[Data lines]

:::::

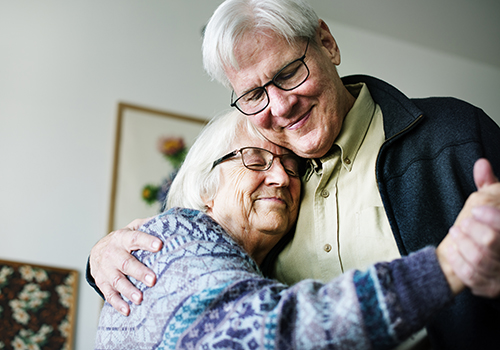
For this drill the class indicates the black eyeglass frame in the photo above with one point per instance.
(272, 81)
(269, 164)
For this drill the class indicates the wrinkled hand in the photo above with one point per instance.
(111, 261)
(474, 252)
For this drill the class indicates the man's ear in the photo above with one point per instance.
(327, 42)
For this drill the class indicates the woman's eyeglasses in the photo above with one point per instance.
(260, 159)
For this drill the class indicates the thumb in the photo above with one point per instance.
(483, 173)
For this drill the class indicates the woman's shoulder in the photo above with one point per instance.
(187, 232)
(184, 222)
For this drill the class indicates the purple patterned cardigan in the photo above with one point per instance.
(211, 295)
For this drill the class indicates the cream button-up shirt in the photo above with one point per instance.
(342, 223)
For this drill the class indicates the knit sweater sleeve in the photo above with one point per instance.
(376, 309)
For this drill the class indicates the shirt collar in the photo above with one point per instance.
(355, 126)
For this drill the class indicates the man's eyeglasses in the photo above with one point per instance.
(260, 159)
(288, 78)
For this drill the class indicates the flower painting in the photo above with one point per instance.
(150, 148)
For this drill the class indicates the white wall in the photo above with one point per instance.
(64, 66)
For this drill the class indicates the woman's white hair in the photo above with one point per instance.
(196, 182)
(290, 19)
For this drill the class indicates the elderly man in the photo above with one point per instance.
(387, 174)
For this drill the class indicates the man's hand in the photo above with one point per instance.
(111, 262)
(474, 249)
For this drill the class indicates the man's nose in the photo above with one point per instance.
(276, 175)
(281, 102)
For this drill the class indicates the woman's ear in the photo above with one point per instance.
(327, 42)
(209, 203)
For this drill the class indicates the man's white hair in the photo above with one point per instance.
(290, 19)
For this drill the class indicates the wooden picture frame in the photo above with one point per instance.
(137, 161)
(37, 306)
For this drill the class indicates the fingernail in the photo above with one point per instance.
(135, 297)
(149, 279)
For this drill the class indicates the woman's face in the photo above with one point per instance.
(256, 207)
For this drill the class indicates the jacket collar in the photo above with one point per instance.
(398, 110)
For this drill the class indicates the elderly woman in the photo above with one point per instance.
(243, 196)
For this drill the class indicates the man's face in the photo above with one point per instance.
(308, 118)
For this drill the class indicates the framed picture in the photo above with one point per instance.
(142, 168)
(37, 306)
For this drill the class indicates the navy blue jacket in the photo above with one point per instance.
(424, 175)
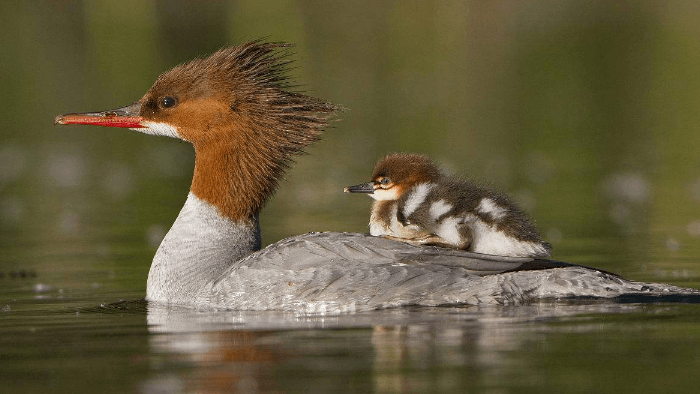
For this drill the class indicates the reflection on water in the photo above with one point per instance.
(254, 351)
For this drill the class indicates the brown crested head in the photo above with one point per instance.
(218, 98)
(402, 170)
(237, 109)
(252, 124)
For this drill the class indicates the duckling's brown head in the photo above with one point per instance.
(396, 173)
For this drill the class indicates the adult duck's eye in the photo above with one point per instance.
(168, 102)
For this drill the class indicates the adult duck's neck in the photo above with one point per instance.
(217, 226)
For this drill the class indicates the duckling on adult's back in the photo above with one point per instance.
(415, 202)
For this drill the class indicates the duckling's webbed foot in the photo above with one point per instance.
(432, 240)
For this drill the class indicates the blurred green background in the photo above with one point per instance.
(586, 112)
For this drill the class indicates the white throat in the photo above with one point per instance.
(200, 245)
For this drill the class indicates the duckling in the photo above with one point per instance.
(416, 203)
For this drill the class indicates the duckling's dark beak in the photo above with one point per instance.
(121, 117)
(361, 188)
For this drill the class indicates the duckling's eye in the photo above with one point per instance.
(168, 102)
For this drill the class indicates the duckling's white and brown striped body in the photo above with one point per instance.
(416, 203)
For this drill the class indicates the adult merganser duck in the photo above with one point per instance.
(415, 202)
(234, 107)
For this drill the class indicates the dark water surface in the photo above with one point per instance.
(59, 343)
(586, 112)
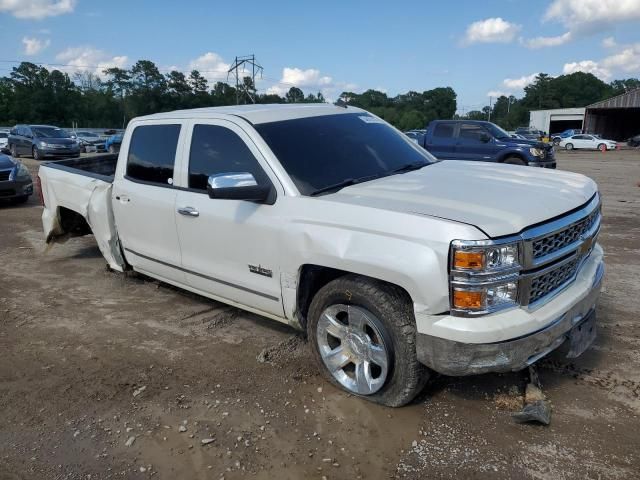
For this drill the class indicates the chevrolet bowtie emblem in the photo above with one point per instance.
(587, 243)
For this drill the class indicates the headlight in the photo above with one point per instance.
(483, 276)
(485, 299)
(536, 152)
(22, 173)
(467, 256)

:::::

## What is asked
Swap "drill" for "exercise" throughout the listing and write out all of its lines again, changing nothing else. Leave the pictures out.

## Solution for this exercise
For this exercise the class indicates the black eyeglass frame in the photo above with one point per instance.
(272, 81)
(269, 164)
For this exercise the class indicates the wrinkled hand in the photo above with one point per instance.
(111, 261)
(474, 252)
For this exercise the class indicates the man's ear in the photo above with one point per instance.
(327, 42)
For this exercise the class indicates the woman's eyeglasses in the photo above with one point per instance.
(260, 159)
For this exercise the class indicates the thumb in the photo above with one point per instance.
(483, 173)
For this exercise the class indicates the woman's shoulder in the photo above with one point per instance.
(187, 232)
(184, 222)
For this exercise the class indicates the purple patterned cardigan in the photo above with one point per instance.
(211, 295)
For this exercise the class indicates the cream button-up shirt in the photo above with one point per instance.
(342, 223)
For this exercise the class indicates the knit sweater sleeve in the photo above with one point per instance.
(376, 309)
For this exercise the class indicates the shirt collar in the photo above with one point per instance.
(355, 126)
For this exercise the class indicates the man's eyeglasses in the photo above with one point per instance.
(260, 159)
(288, 78)
For this exercise the class indicates the flower painting in the photo above with one point per instance.
(150, 148)
For this exercise the class indicates the white wall in the photo above with one point per instance.
(64, 66)
For this exercise the class indicates the woman's white hair in the photo above with one point per instance.
(196, 182)
(290, 19)
For this exercise the class indicates the elderly man in the photo above with one point per instance.
(387, 174)
For this exercise the class indicates the man's hand in the photo above with one point per instance.
(111, 262)
(474, 249)
For this exercise the class indicates the man's nose in the photo above with one point per instance.
(276, 175)
(281, 102)
For this exercise the class indicates the woman's ear in the photo above with one point per instance.
(327, 42)
(209, 203)
For this exercise the class indicates the man's white hair in the photo above with one point per instance.
(290, 19)
For this exercise the class indicates the wooden picture frame in the photo above with one point per instance.
(137, 161)
(37, 306)
For this exercise the class indicates the fingernail in the photo above with one point per instance.
(135, 297)
(149, 279)
For this exercise the class indicates the woman's face in the photo above with one point per instance.
(256, 207)
For this exercise the class indicates the jacket collar in the photo above with one point per instance.
(398, 110)
For this exercise the class indicates the elderly woman in the photo above with one point per instance.
(243, 196)
For this exercise the class indicates the man's face in the photo above with one point per instance.
(308, 118)
For this exercise the class indicates the framed picture in the photo above with one point per instance.
(142, 168)
(37, 306)
For this exercise the class indicates the navy blue jacket in the photo above with one point per instance.
(424, 175)
For this exercise the class indicates the reflection on water in the photo above with one point per instance.
(254, 351)
For this exercise the class indicates the brown crested head in the photo above with one point per instance.
(218, 98)
(402, 170)
(237, 109)
(252, 124)
For this exercise the class indicates the duckling's brown head in the photo above with one point per instance.
(396, 173)
For this exercise the class indicates the adult duck's eye in the photo above with one point per instance.
(168, 102)
For this exercise the class indicates the adult duck's neck in the photo above with one point per instance.
(217, 226)
For this exercise the class indicates the duckling on adult's back in the photo above with one point per instance.
(415, 202)
For this exercise the class indicates the duckling's webbed foot in the photo above with one point per instance.
(432, 240)
For this exercise the class indicates the blurred green background in the photo above with one point per instance.
(586, 112)
For this exercise the class indicates the white throat in the photo above with one point per instance.
(200, 245)
For this exercise the class indicates the duckling in the photo above with one point per instance.
(416, 203)
For this exercise the class indicates the duckling's dark beak in the photo above with one point per instance.
(121, 117)
(361, 188)
For this exercise the class indicates the duckling's eye in the photo above with one point per instance.
(168, 102)
For this exercise the class indicates the duckling's white and brown striped body in the photo above with one point per instance.
(416, 203)
For this exercise the class indicates the adult merganser duck in the photo above with one point per instance.
(415, 202)
(234, 107)
For this exercise the class indicates the dark water surface in the photo above with one point per instance.
(59, 343)
(586, 112)
For this exercise the class indicates the chevrolet bowtie emblem in the photo above with one point per instance.
(587, 243)
For this exercise the class indicates the headlight in the photo above with one point per instance.
(483, 276)
(485, 299)
(536, 152)
(22, 173)
(467, 256)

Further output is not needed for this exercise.